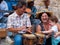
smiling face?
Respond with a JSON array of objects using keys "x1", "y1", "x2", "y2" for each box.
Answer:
[
  {"x1": 44, "y1": 0, "x2": 50, "y2": 6},
  {"x1": 41, "y1": 13, "x2": 49, "y2": 23}
]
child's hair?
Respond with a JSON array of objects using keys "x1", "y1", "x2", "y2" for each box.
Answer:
[{"x1": 49, "y1": 15, "x2": 58, "y2": 23}]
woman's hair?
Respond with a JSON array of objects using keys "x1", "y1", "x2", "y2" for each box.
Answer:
[
  {"x1": 49, "y1": 15, "x2": 58, "y2": 23},
  {"x1": 38, "y1": 12, "x2": 51, "y2": 21}
]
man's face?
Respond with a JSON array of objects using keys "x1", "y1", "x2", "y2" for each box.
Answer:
[
  {"x1": 44, "y1": 0, "x2": 50, "y2": 6},
  {"x1": 17, "y1": 5, "x2": 26, "y2": 15},
  {"x1": 30, "y1": 3, "x2": 34, "y2": 7}
]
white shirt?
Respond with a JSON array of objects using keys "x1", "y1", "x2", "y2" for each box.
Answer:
[
  {"x1": 51, "y1": 25, "x2": 60, "y2": 40},
  {"x1": 7, "y1": 12, "x2": 31, "y2": 33}
]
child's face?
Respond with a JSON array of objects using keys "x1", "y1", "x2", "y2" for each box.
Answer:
[{"x1": 49, "y1": 20, "x2": 54, "y2": 26}]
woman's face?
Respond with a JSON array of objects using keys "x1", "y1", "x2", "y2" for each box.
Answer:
[{"x1": 41, "y1": 13, "x2": 49, "y2": 23}]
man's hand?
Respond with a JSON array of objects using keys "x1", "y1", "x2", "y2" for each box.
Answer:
[
  {"x1": 17, "y1": 26, "x2": 26, "y2": 31},
  {"x1": 26, "y1": 27, "x2": 32, "y2": 34},
  {"x1": 26, "y1": 30, "x2": 32, "y2": 34}
]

================================

## Goal of the exercise
All of the material above is to be retyped exactly, with no pictures included.

## Response area
smiling face?
Respond with a JSON array of objects using keys "x1", "y1", "x2", "y2" for each box.
Answer:
[
  {"x1": 44, "y1": 0, "x2": 50, "y2": 6},
  {"x1": 41, "y1": 13, "x2": 49, "y2": 23}
]
child's hair?
Respond with a JSON array of objects using keys "x1", "y1", "x2", "y2" for each box.
Answer:
[{"x1": 49, "y1": 15, "x2": 58, "y2": 23}]
woman's hair?
Respond with a JSON array of objects using keys "x1", "y1", "x2", "y2" for each box.
Answer:
[
  {"x1": 49, "y1": 15, "x2": 58, "y2": 23},
  {"x1": 38, "y1": 12, "x2": 51, "y2": 21}
]
man's face?
Respond with a JSON array of objects using keys "x1", "y1", "x2", "y2" for each box.
Answer:
[
  {"x1": 44, "y1": 0, "x2": 50, "y2": 6},
  {"x1": 17, "y1": 5, "x2": 26, "y2": 15},
  {"x1": 30, "y1": 3, "x2": 34, "y2": 7}
]
white shirt?
Respond with a JSON array of objects using keys "x1", "y1", "x2", "y2" for each box.
Answer:
[
  {"x1": 51, "y1": 25, "x2": 60, "y2": 40},
  {"x1": 7, "y1": 12, "x2": 31, "y2": 33}
]
child's face?
Respond with a JSON array of objects using keys "x1", "y1", "x2", "y2" for each box.
Answer:
[{"x1": 49, "y1": 20, "x2": 54, "y2": 26}]
woman's face?
Respond with a JSON array of objects using keys "x1", "y1", "x2", "y2" for each box.
Answer:
[{"x1": 41, "y1": 13, "x2": 49, "y2": 23}]
man's hand?
Respond with a JSON array of objects using keys "x1", "y1", "x2", "y2" for each box.
Answer:
[
  {"x1": 17, "y1": 26, "x2": 26, "y2": 31},
  {"x1": 26, "y1": 27, "x2": 32, "y2": 34},
  {"x1": 26, "y1": 30, "x2": 32, "y2": 34}
]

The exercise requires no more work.